▼

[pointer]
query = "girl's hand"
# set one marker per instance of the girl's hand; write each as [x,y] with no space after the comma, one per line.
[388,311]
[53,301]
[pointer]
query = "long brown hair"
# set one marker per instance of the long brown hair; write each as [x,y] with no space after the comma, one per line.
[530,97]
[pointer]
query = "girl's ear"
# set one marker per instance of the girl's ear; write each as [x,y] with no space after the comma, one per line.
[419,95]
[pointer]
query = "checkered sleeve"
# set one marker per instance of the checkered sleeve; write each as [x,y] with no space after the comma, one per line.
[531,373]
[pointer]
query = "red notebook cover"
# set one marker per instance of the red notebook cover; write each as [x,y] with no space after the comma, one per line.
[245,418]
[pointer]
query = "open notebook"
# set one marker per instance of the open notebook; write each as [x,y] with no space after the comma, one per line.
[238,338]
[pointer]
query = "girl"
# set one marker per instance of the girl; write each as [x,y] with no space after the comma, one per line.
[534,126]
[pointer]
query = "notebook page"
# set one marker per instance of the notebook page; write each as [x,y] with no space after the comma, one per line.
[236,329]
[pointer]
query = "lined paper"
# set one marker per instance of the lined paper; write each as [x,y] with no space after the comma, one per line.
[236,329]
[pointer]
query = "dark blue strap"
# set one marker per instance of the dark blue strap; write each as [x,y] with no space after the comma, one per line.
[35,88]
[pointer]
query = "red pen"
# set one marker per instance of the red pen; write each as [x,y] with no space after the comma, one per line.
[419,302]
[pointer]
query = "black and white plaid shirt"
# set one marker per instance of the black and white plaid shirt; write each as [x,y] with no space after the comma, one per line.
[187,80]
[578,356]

▲
▼

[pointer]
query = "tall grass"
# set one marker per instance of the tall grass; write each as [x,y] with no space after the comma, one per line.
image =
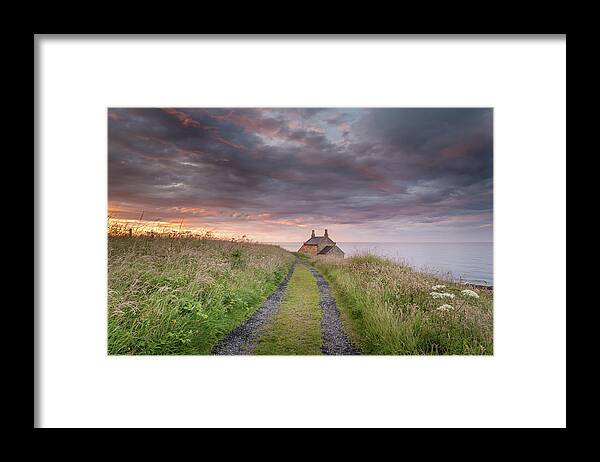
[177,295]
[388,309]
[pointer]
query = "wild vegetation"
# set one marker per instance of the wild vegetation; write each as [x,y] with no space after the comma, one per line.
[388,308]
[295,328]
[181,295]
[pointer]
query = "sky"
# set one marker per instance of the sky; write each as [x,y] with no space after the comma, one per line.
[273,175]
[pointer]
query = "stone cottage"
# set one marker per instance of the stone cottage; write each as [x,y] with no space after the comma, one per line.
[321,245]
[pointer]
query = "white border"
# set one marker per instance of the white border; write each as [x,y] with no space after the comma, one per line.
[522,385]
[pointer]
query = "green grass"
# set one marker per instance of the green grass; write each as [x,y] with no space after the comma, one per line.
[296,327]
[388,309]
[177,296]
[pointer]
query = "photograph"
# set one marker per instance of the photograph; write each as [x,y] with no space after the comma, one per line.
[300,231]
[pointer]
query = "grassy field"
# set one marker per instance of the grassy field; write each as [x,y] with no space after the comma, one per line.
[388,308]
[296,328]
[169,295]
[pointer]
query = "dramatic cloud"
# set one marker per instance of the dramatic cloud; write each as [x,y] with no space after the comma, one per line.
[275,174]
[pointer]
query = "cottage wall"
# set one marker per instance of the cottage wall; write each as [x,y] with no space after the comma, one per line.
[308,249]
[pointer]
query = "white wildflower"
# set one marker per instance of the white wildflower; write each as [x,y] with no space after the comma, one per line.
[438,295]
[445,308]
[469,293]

▲

» **ARBEITSANWEISUNG**
Welche Zeilen der Datensätze oben enthalten das Wort „photograph“? Zeige jede dieser Zeilen und beachte dabei die Groß- und Kleinschreibung.

» **VOLLSTÄNDIGE ANTWORT**
query = "photograph"
# set one marker per instance of the photograph; write each as [x,y] with no space after the comma, one per line.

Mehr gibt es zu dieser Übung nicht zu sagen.